PROBLEM TO WORK ON:
The listing is to be duplicated in full, exactly as written.

INFORMATION:
○ ○ ○ ○ ○

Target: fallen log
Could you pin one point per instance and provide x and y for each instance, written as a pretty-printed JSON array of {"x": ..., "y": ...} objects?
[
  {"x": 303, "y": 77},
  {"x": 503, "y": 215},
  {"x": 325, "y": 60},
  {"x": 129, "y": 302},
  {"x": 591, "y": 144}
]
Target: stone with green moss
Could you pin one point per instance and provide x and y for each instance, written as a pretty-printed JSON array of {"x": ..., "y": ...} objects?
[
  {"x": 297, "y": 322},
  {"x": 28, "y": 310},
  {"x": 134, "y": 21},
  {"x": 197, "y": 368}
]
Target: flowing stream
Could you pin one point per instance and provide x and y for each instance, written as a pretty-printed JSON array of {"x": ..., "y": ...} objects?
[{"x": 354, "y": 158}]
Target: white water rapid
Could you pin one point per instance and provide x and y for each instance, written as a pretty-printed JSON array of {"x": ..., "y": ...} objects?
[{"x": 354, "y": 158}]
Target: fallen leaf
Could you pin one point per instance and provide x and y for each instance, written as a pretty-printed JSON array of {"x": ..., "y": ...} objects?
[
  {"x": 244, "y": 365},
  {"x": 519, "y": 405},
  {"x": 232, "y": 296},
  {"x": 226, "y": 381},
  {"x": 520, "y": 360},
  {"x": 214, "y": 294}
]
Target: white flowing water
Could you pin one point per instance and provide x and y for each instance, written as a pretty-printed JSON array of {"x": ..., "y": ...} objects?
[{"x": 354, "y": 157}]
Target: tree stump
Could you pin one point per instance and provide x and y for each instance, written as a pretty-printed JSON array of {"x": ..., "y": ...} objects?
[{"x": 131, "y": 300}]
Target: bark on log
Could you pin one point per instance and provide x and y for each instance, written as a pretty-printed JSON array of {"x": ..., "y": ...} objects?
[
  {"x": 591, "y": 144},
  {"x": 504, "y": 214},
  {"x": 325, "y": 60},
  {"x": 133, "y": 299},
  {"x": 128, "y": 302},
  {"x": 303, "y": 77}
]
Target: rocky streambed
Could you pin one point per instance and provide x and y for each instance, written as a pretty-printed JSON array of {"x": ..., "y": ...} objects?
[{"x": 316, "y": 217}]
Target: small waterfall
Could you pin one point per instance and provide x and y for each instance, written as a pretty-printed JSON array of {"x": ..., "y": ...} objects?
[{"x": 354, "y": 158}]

○ ○ ○ ○ ○

ANSWER SECTION:
Target: fallen log
Could you pin one point per instance and provide x and y for each instance, written as a pretty-printed JSON array of {"x": ..., "y": ...} objects?
[
  {"x": 303, "y": 77},
  {"x": 503, "y": 215},
  {"x": 325, "y": 60},
  {"x": 129, "y": 302},
  {"x": 591, "y": 144}
]
Target: stone with green moss
Could you pin one point per instance and provide x and y for each instance, written as a pretty-printed JSON array of {"x": ..., "y": ...} objects?
[
  {"x": 297, "y": 322},
  {"x": 28, "y": 310},
  {"x": 134, "y": 21},
  {"x": 197, "y": 368}
]
Target: flowing stream
Could you pin one point per instance and provide x and y for each instance, written as a pretty-printed JSON array of {"x": ..., "y": ...} objects?
[{"x": 354, "y": 158}]
Target: white water rapid
Could you pin one point per instance and provide x and y for each instance, written as a pretty-printed JSON array of {"x": ..., "y": ...} objects?
[{"x": 354, "y": 158}]
Target: fallen leaf
Could you pin one point per instance and provide x and y for each instance, written as a pretty-printed JSON array of {"x": ..., "y": ...} objects?
[
  {"x": 244, "y": 365},
  {"x": 519, "y": 405},
  {"x": 232, "y": 296},
  {"x": 226, "y": 381},
  {"x": 520, "y": 360},
  {"x": 214, "y": 294}
]
Target: white flowing water
Could you pin one point per instance and provide x and y for each instance, written as a pretty-printed JSON array of {"x": ..., "y": ...} objects?
[{"x": 354, "y": 157}]
Target: tree stump
Could you pin one point per instance and provide x and y for each instance, written as a pretty-printed JSON array of {"x": ..., "y": ...} objects?
[{"x": 131, "y": 300}]
Target: bark on log
Could you pin one point per instance and provide x and y for each instance, written as a pretty-printed JSON array of {"x": ..., "y": ...} objects?
[
  {"x": 591, "y": 144},
  {"x": 504, "y": 214},
  {"x": 325, "y": 60},
  {"x": 133, "y": 299},
  {"x": 128, "y": 302},
  {"x": 303, "y": 77}
]
Target: rocky streambed
Could you pin one point per instance and provide x and y for each instance, written as a pretty-printed JSON array of {"x": ..., "y": ...} objects?
[{"x": 316, "y": 217}]
Target: small waterfall
Could you pin one point per instance and provide x and y for each instance, written as a pretty-printed JSON array of {"x": ..., "y": ...} objects?
[{"x": 354, "y": 158}]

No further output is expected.